Q: Are there blood banks in England?
A: I don't know. But there's a liver pool.
Q: How do alligators make phone calls?
A: They croco-dial!
Q: What do you call a bunch of chickens playing hide-and-seek?
A: Fowl play.
Q: What did the lobster major in at the police academy?
A: Claw enforcement.
Q: What do you get if you cross a snake and a Lego set?
A: A boa constructor!
Q: What do you call a snake who works for the government?
A: A civil serpent!
Q: What would you get if you crossed a new born snake with a basketball?
A: A bouncing baby boa!
Q: How do you stop a snake from striking?
A: Pay it decent wages!
Q: What do you call a stolen sausage?
A: A missing link.
Q: What does the gorilla call his girlfriend?
A: His prime mate.
Q: What do you get when you cross a lobster with a baseball player?
A: A pinch hitter.
Q: What knight has extra goods to sell?
A: Sir Plus!
Q: Which Knight makes pottery?
A: Sir Amic.
Q: Why don't you ever see chickens in the zoo?
A: Because they can't afford the admission.
Q: Why are there fences around cemeteries?
A: Because people are dying to get in.
Q: Why did God make only one Yogi Bear?

• RECORD LIST
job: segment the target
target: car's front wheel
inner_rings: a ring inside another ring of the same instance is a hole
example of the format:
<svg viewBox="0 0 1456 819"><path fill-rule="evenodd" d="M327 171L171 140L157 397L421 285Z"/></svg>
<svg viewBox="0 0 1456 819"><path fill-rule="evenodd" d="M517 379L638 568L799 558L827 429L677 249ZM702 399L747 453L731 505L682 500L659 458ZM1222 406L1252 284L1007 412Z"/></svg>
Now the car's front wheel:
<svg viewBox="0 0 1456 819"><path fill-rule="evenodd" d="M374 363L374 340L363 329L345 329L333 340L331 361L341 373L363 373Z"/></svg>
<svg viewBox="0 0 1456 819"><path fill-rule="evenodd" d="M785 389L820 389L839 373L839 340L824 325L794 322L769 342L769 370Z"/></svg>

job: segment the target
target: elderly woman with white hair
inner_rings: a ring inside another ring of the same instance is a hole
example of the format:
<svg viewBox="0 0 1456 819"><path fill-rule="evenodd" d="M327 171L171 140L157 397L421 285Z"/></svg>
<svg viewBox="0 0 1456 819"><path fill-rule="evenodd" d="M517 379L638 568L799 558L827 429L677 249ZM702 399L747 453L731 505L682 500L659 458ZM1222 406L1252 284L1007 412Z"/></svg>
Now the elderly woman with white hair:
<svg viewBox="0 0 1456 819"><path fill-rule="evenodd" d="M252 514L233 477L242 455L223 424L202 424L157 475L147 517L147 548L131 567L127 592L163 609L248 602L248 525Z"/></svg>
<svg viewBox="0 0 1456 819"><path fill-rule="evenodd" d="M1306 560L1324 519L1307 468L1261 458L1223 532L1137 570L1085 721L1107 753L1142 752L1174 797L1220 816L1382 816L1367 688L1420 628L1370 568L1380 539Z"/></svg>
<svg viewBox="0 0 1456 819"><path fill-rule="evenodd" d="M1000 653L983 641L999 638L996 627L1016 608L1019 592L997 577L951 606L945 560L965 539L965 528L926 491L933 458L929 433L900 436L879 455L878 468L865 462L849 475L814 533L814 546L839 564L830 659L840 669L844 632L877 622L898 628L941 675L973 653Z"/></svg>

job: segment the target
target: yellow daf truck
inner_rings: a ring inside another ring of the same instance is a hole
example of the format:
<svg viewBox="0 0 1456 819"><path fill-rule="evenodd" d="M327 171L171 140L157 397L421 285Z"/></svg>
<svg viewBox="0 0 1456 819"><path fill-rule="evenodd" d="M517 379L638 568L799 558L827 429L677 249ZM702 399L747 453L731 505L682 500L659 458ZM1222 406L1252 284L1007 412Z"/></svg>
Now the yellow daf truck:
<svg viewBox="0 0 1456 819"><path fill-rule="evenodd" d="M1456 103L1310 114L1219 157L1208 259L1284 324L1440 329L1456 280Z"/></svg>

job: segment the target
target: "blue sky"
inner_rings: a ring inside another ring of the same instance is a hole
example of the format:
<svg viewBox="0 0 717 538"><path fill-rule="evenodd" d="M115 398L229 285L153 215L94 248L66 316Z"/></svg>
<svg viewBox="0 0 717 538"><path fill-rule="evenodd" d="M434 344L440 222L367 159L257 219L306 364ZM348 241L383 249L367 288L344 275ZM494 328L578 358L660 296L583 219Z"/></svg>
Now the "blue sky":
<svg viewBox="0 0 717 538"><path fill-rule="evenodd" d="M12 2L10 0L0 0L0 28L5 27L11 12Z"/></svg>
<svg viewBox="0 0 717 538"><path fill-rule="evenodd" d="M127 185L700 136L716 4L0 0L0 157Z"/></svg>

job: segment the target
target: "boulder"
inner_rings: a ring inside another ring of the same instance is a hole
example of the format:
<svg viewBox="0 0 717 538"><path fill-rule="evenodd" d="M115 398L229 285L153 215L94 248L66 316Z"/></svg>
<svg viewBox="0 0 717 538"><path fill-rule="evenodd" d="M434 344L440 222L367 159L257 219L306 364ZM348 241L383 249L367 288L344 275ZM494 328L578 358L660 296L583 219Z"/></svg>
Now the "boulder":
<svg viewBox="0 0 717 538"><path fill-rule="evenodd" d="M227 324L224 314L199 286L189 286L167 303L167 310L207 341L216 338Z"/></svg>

• PROBLEMS TO SOLVE
A – List every question in the jokes text that is about a snake.
B – Rewrite a passage of the jokes text with "crab" substituted for "lobster". Begin at the words that have "A: A missing" and stop after "in the zoo?".

• COMPLETE ANSWERS
A –
- What do you get if you cross a snake and a Lego set?
- What do you call a snake who works for the government?
- What would you get if you crossed a new born snake with a basketball?
- How do you stop a snake from striking?

B –
A: A missing link.
Q: What does the gorilla call his girlfriend?
A: His prime mate.
Q: What do you get when you cross a crab with a baseball player?
A: A pinch hitter.
Q: What knight has extra goods to sell?
A: Sir Plus!
Q: Which Knight makes pottery?
A: Sir Amic.
Q: Why don't you ever see chickens in the zoo?